*About this task*
Only the lines below, from the one with "In this exercise you will tag the dark soap" through the one with "In this exercise you will tag the potted", are to be written out, exactly.

Data records section start

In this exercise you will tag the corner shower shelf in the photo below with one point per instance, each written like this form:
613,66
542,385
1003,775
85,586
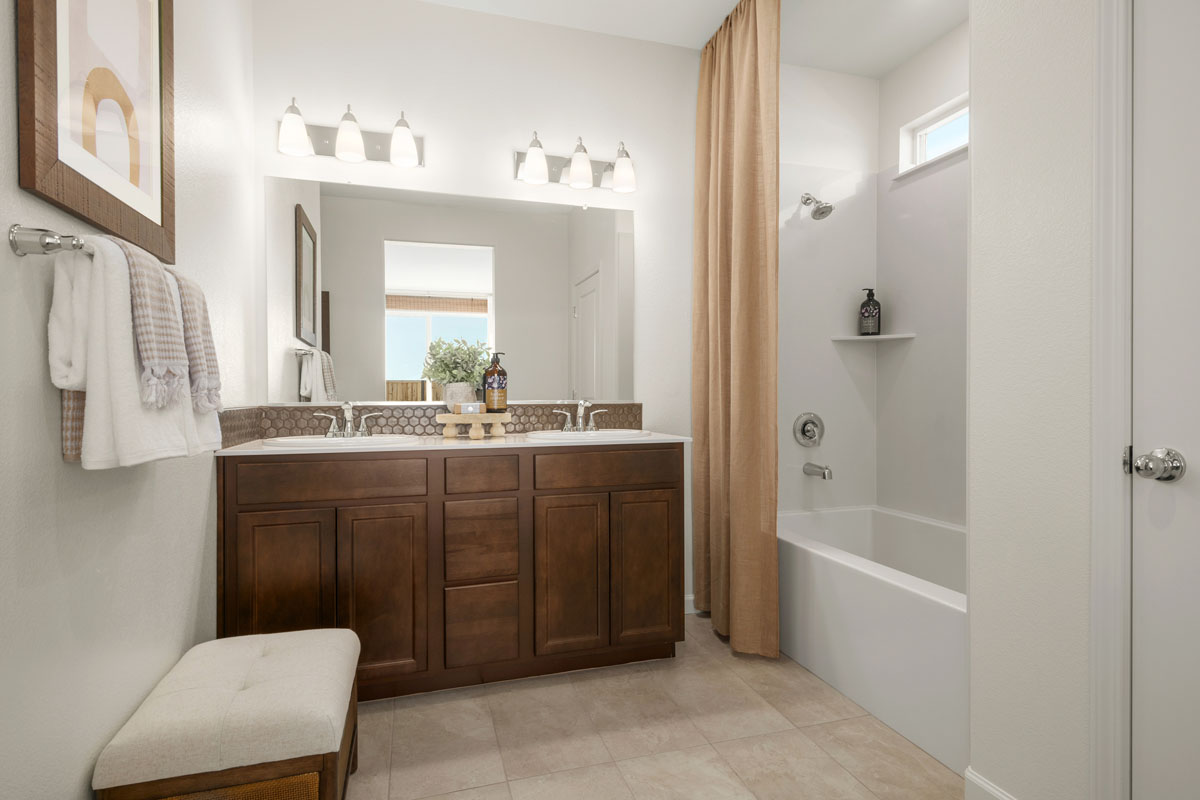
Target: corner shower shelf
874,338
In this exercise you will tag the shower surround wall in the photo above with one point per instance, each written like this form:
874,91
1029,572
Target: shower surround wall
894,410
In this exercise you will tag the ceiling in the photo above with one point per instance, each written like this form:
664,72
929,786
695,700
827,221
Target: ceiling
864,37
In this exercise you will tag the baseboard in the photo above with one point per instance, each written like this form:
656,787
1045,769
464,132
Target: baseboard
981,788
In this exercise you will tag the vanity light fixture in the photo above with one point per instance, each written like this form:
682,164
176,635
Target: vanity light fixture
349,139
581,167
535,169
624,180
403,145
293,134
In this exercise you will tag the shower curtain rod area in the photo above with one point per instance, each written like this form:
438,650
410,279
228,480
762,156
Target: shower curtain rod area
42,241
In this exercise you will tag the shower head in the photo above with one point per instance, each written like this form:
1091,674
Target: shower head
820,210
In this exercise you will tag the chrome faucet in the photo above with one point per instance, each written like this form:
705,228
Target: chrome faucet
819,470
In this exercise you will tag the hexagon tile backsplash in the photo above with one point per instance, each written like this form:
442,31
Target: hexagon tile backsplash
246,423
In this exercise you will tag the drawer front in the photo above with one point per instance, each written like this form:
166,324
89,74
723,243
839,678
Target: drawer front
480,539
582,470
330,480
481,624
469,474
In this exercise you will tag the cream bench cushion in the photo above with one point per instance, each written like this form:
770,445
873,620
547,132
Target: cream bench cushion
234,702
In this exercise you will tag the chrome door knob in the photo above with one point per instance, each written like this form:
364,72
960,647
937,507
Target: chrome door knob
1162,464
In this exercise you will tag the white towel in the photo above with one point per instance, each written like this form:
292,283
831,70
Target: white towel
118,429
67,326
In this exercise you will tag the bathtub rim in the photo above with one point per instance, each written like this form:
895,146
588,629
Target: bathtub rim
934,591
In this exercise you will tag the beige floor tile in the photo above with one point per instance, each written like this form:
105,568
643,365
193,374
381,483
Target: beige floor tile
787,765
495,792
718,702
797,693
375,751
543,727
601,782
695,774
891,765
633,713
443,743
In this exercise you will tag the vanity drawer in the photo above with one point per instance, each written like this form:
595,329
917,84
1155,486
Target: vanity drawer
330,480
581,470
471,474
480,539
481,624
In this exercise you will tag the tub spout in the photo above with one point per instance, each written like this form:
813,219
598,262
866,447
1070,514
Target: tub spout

Data records section end
Data records section start

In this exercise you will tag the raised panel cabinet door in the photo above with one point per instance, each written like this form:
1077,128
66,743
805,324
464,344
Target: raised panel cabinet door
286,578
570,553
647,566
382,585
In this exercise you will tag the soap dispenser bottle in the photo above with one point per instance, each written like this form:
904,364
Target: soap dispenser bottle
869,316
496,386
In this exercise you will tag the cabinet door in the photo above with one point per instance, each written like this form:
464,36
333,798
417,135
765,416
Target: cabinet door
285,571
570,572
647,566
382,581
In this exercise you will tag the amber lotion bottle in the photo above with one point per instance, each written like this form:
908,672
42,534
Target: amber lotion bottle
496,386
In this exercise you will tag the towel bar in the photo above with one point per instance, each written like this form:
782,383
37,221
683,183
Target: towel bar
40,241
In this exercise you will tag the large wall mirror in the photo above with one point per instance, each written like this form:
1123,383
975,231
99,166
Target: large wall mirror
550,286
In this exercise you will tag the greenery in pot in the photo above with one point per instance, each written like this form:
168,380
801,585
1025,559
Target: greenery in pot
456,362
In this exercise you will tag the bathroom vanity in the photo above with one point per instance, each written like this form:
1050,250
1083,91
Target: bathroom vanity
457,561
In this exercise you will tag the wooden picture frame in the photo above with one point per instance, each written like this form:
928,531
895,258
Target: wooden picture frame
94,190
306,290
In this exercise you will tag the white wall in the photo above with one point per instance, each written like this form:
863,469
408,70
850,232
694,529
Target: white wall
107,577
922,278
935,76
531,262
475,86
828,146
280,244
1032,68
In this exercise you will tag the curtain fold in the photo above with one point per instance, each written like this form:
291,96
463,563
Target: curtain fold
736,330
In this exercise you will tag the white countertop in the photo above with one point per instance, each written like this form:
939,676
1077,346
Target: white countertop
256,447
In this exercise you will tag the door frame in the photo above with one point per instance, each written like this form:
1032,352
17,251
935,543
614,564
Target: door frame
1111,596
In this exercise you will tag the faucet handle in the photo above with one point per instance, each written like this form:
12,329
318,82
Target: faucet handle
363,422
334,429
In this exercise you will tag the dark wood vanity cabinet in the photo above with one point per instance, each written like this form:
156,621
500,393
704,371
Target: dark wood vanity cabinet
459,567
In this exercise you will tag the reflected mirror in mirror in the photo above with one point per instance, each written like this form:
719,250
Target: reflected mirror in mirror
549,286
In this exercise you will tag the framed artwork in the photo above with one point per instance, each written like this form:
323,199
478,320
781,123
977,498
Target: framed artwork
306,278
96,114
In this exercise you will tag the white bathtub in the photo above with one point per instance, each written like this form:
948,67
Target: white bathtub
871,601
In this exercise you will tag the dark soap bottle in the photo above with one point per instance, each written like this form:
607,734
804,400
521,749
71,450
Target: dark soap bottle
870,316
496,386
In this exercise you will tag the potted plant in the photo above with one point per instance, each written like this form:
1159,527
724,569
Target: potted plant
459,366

Data records section end

*Answer section*
In this exercise you will tag the dark soap bottle in the photo above with one point per instance, each written like this form:
607,734
804,400
521,749
71,450
Target: dark soap bottle
870,316
496,386
In this exercise you will tag the potted plant in the photo above with one point per instance, each written like this form:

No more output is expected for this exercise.